Given task: Output every entry exactly as given.

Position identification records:
## start
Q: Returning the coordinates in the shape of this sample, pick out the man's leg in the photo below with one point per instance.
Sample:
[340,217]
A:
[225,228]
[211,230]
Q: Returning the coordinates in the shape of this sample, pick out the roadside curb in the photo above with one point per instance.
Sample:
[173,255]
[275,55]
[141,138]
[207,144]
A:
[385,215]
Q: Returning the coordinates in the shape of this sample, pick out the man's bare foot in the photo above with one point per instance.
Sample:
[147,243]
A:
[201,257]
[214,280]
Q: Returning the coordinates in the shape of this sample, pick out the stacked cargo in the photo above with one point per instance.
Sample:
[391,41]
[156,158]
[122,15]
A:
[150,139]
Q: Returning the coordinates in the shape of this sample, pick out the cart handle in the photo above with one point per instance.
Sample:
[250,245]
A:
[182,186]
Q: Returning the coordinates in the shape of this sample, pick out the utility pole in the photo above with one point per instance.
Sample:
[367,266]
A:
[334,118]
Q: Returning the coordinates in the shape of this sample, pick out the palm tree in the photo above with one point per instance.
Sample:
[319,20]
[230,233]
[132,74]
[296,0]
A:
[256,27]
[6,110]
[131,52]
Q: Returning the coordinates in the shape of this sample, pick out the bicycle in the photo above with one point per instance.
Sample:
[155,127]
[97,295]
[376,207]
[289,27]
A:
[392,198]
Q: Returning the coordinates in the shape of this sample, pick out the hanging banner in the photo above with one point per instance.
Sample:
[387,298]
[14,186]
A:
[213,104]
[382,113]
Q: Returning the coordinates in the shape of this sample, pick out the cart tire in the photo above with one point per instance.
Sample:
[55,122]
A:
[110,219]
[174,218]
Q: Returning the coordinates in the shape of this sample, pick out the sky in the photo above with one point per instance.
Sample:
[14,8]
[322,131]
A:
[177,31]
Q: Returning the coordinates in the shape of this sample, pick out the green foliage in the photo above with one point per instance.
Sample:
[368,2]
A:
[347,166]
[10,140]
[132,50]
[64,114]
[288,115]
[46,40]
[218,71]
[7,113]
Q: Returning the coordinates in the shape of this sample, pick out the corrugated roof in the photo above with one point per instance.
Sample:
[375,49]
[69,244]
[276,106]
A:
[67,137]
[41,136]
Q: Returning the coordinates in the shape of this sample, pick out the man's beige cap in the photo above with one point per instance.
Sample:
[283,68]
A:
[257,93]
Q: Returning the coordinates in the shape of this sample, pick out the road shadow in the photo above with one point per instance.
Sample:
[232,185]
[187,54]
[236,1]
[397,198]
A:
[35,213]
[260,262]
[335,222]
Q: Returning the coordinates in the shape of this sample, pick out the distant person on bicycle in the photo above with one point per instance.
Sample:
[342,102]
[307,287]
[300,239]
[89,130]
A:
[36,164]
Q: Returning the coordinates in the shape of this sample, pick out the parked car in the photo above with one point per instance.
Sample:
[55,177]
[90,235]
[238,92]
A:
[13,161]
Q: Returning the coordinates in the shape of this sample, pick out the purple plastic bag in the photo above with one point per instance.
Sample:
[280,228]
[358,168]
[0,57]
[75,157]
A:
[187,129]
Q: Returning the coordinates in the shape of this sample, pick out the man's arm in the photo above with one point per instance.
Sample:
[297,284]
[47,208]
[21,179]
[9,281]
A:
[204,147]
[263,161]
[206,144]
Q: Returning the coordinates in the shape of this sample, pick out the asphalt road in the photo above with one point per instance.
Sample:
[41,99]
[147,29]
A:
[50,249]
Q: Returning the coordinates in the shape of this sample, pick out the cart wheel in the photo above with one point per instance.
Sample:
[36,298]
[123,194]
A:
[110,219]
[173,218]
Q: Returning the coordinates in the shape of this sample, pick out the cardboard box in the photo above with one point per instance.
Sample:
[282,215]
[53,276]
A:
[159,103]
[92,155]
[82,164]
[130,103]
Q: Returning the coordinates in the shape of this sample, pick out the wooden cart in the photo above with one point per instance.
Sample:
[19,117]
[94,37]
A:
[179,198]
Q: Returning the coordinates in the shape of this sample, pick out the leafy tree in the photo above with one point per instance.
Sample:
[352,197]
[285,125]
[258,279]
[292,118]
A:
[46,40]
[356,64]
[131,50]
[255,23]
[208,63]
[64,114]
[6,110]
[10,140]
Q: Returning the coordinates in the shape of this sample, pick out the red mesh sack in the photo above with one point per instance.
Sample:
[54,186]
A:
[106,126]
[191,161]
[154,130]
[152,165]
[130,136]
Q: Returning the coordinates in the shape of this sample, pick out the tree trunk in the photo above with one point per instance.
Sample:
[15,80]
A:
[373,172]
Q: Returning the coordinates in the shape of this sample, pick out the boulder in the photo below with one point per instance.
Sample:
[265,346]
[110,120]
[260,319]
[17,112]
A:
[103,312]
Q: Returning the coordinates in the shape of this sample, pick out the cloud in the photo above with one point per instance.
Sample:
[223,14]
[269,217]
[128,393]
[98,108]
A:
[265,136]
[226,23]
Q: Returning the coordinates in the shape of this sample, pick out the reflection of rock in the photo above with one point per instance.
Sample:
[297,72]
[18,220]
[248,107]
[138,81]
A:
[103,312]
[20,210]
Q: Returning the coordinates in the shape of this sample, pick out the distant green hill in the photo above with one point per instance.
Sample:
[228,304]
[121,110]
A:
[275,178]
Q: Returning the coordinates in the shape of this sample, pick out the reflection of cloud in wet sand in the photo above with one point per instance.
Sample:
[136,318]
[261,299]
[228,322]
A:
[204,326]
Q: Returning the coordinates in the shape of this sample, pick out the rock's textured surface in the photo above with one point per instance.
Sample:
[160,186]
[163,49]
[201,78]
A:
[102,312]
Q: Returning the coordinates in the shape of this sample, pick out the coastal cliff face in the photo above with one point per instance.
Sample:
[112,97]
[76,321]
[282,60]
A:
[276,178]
## end
Worked answer:
Q: Returning the coordinates in the shape of this sample, pick out the man's leg in the photo below with one point per instance.
Sample:
[340,217]
A:
[225,228]
[211,230]
Q: Returning the coordinates in the shape of this sample, pick out the roadside curb in the photo above with one point per instance.
Sample:
[173,255]
[275,55]
[141,138]
[207,144]
A:
[385,215]
Q: Returning the coordinates in the shape of this sample, pick out the man's bare foot in the photo above with one point per instance.
Sample:
[147,243]
A:
[201,257]
[214,280]
Q: Returning the coordinates in the shape of this sample, pick out the stacked cargo in the photo above with one point per instance.
Sample:
[391,41]
[156,158]
[122,15]
A:
[150,139]
Q: Returning the coordinates in the shape of this sample, pick out the cart handle in the photo above with one point per instance.
Sample:
[250,245]
A:
[182,186]
Q: Returning the coordinates in the shape of this sample, pick out the utility pole in the photo above with one point per instance.
Sample:
[367,266]
A:
[334,118]
Q: Returning the coordinates in the shape of this sample, pick out the palm tree in the photo above with one point per instance.
Sample:
[319,20]
[230,233]
[132,74]
[296,0]
A:
[256,27]
[6,110]
[131,52]
Q: Returning the coordinates in the shape of this sample, pick out the bicycle in the photo above with one point per instance.
Sample:
[155,127]
[97,295]
[376,207]
[289,27]
A:
[392,198]
Q: Returning the coordinates in the shape of this sample, pick out the hanging banner in the photo above with one point per instance.
Sample:
[387,298]
[14,186]
A:
[213,104]
[382,113]
Q: Returning the coordinates in the shape of this sample, pick out the cart tire in the photo above with one point per instance.
Sample:
[55,122]
A:
[110,219]
[174,218]
Q: Returning the coordinates in the shape of this sample, pick out the sky in the photo above with one point per instance.
Sample:
[14,8]
[322,131]
A:
[177,31]
Q: Returning the coordinates in the shape of this sample, pick out the green foliage in the photo above with one point per instance.
Sample:
[368,2]
A:
[347,166]
[10,140]
[132,50]
[64,114]
[288,115]
[46,40]
[218,71]
[7,113]
Q: Returning the coordinates in the shape of this sample, pick out the corrugated roof in the photo above with one point per instance.
Sample:
[375,49]
[69,244]
[276,106]
A:
[67,137]
[41,136]
Q: Returning the coordinates in the shape of this sample, pick out the man's beige cap in the photo above with one point per instance.
Sample:
[283,68]
A:
[257,93]
Q: Returning the coordinates in the shape of this sample, pick out the road shadow in the photo above with one point per instance.
Sample:
[232,185]
[187,54]
[236,1]
[397,198]
A:
[35,213]
[260,262]
[335,222]
Q: Returning the coordinates in the shape of this sample, pick out the distant person on bicycle in the photo above with one point per instance.
Sample:
[342,102]
[307,287]
[300,239]
[89,130]
A:
[36,164]
Q: Returning the coordinates in the shape of this sample, pick out the parked car in the photo above with one point per instance.
Sample:
[55,177]
[90,235]
[238,92]
A:
[13,161]
Q: Returning the coordinates in the shape of this sample, pick out the purple plastic bag in the photo above with one point per instance.
Sample:
[280,228]
[358,168]
[0,57]
[75,157]
A:
[187,129]
Q: Returning the coordinates in the shape of this sample, pick out the man's arm in the photo above with one point per instance.
Sample:
[297,284]
[47,208]
[21,179]
[9,281]
A:
[204,147]
[263,161]
[206,144]
Q: Returning the coordinates in the shape of this sample, pick out the asphalt road in the photo above with one point per instance.
Sample:
[41,99]
[147,29]
A:
[50,249]
Q: Returning the coordinates in the shape of this sample, pick out the cart wheel in the photo above with one point per instance.
Sample:
[36,298]
[123,194]
A:
[110,219]
[173,218]
Q: Returning the coordinates in the shape of this sample, pick out the cardboard box in the photo above with one point per instance.
Sample:
[282,215]
[53,276]
A:
[159,103]
[92,155]
[82,164]
[130,103]
Q: Returning the coordinates in the shape of this sample, pick out the wooden cart in the photo above with one point per instance.
Sample:
[19,117]
[94,37]
A:
[179,198]
Q: Returning the coordinates in the shape of this sample, pick out the leafy tree in the photo above with one point per instance.
Sample:
[352,197]
[285,125]
[258,279]
[292,118]
A:
[46,40]
[356,64]
[131,50]
[255,23]
[208,63]
[64,114]
[6,110]
[10,140]
Q: Returning the coordinates in the shape of this sample, pick out the red mesh sack in the photo above with one point per instance.
Sample:
[54,186]
A:
[106,126]
[191,161]
[154,130]
[152,165]
[130,136]
Q: Returning the coordinates in the shape of this sample, pick out the tree trunk in the photo above with one point per instance.
Sample:
[15,80]
A:
[373,172]
Q: Returning the coordinates in the shape of this sample, pick out the boulder in the photo below with one point per instance.
Sample:
[265,346]
[110,120]
[260,319]
[17,112]
A:
[103,312]
Q: Returning the coordinates in the shape of this sample, pick out the cloud in the photo above with one point per instance.
Sample:
[223,14]
[269,217]
[128,393]
[98,108]
A:
[265,136]
[226,23]
Q: Returning the coordinates in the shape of this sample, pick out the reflection of rock in the photo above with one point per instance.
Sample:
[297,72]
[18,220]
[248,107]
[138,81]
A:
[103,312]
[20,210]
Q: Returning the coordinates in the shape of this sample, pick out the distant green hill in the photo above with one point per instance.
Sample:
[228,304]
[121,110]
A:
[275,178]
Q: Returning the coordinates in the shape of this sample, pick out the reflection of cloud in wet sand in the photo above with one point per instance.
Sample:
[136,318]
[261,299]
[228,322]
A:
[204,326]
Q: Returning the coordinates in the shape of this sample, pick out the rock's textured surface in the photo above with one point per instance.
Sample:
[160,186]
[163,49]
[201,78]
A:
[102,312]
Q: Returning the coordinates in the shape of this sample, pick out the coastal cliff face in the photo above with one point per instance.
Sample:
[112,97]
[76,321]
[282,60]
A:
[276,178]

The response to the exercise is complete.